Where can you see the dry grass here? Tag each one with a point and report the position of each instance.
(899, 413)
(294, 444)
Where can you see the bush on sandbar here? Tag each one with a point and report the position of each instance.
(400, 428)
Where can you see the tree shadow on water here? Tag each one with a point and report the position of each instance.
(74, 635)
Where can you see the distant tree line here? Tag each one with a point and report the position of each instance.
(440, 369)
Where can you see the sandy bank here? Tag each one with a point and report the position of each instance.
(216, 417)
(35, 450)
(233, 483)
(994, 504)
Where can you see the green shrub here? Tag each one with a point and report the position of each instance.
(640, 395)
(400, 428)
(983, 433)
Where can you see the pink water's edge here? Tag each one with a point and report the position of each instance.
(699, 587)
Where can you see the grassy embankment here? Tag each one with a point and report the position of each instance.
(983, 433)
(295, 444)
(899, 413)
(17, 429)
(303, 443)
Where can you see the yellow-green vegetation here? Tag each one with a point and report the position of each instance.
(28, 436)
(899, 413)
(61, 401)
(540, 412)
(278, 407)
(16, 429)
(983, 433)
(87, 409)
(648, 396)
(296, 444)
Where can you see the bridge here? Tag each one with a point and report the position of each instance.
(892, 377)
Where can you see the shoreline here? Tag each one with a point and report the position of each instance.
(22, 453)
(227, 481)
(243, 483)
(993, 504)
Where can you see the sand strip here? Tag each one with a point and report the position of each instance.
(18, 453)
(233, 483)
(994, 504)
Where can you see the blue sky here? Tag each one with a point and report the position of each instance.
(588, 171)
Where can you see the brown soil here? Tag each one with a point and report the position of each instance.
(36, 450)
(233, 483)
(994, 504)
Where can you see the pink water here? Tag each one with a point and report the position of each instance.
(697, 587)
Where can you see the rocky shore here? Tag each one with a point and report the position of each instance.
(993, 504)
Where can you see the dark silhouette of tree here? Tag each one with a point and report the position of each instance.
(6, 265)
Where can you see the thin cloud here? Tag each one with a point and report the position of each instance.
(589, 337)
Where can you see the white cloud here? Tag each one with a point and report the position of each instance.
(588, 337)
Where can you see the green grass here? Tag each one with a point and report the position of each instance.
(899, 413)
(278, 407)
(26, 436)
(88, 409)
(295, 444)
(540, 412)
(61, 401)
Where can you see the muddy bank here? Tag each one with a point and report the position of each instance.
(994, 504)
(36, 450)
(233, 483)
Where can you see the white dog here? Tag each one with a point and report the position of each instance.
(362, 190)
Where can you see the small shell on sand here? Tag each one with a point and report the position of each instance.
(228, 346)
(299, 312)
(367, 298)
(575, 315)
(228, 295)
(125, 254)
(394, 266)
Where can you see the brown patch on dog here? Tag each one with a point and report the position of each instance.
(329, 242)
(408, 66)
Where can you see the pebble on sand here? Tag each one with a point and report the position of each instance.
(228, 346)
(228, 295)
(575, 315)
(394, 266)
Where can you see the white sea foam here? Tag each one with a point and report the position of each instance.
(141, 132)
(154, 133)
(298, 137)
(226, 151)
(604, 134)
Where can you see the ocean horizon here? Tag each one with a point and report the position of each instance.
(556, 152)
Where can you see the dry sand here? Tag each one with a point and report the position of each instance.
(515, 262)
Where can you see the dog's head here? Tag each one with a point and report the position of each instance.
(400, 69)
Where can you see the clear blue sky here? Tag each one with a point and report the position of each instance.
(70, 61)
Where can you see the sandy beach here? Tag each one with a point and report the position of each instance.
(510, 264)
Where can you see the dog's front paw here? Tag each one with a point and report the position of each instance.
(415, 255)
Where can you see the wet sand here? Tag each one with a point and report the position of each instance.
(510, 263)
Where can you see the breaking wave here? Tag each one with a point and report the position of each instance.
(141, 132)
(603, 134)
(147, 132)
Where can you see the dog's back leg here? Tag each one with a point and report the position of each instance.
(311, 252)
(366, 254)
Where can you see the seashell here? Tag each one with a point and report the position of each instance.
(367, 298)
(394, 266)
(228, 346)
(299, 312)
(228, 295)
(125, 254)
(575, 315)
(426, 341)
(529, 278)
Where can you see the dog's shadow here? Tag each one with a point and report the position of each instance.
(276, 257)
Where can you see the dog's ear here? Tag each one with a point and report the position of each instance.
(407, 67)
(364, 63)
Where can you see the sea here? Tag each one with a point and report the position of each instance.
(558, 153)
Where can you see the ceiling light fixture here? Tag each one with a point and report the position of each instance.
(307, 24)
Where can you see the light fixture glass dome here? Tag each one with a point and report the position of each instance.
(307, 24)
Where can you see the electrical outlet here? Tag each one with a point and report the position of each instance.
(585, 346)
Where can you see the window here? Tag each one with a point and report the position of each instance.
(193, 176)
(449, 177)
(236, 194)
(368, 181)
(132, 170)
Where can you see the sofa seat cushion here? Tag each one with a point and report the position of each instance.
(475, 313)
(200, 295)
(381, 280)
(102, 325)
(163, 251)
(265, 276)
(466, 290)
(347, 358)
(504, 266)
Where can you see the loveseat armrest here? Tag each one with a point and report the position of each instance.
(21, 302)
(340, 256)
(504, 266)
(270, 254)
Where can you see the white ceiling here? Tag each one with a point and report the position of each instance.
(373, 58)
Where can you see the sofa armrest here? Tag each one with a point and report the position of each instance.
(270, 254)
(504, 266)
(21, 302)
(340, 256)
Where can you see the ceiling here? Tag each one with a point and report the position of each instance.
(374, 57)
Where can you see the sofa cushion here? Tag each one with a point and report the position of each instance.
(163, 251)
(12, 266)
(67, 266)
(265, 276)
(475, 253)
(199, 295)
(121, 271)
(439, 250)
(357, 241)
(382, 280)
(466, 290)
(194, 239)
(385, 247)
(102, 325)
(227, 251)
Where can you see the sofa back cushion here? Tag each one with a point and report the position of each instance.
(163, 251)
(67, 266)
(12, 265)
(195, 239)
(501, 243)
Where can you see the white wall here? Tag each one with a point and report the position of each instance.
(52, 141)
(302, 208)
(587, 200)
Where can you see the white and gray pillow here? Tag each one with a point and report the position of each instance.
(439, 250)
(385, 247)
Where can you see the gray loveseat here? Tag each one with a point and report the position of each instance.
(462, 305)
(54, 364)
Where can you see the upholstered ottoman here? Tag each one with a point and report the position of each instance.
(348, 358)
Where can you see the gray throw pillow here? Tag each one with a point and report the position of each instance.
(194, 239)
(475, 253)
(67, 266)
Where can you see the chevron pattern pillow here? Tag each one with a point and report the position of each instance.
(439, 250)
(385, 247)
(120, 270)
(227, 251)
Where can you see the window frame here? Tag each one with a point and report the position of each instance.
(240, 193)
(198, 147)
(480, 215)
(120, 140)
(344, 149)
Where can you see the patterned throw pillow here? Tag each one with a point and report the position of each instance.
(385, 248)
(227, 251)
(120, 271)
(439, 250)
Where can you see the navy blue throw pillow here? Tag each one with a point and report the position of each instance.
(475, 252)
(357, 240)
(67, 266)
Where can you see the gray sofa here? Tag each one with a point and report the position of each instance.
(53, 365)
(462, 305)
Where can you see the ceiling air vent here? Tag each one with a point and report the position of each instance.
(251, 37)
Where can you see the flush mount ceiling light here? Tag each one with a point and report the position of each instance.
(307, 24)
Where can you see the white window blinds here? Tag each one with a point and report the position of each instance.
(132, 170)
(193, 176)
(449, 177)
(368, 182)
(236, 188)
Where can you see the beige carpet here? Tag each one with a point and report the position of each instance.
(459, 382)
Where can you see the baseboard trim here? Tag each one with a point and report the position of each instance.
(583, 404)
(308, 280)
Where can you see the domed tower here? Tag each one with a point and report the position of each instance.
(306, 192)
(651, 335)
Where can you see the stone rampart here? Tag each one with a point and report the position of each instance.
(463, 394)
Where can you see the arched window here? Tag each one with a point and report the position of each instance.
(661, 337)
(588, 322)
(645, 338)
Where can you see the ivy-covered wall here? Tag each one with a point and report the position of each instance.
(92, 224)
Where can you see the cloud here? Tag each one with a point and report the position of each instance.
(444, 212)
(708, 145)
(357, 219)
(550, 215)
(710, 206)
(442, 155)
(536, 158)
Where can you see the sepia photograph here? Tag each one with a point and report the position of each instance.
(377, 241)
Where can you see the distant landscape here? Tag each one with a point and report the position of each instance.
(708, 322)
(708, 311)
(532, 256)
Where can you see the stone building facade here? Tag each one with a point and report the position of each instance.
════════════════════
## Exercise directions
Write out only what runs from the line holding "Where can you see the ivy-covered" through the last line of the records, exactly as shown.

## The answer
Where can you see the ivy-covered wall here? Tag each one with a point and report the position of each instance.
(92, 224)
Where can you see the cloud here? Tag each one with a point and report the position of each instance.
(444, 212)
(708, 145)
(357, 219)
(550, 215)
(710, 206)
(442, 155)
(536, 158)
Where can you see the sepia photograph here? Tag each one with a point and report the position of each instance.
(377, 241)
Where can you see the distant landscape here? Tag each one with a point and report the position of each instance.
(708, 322)
(708, 311)
(532, 256)
Where can you see the stone building facade here? Tag each one with a point and report the position of each instance.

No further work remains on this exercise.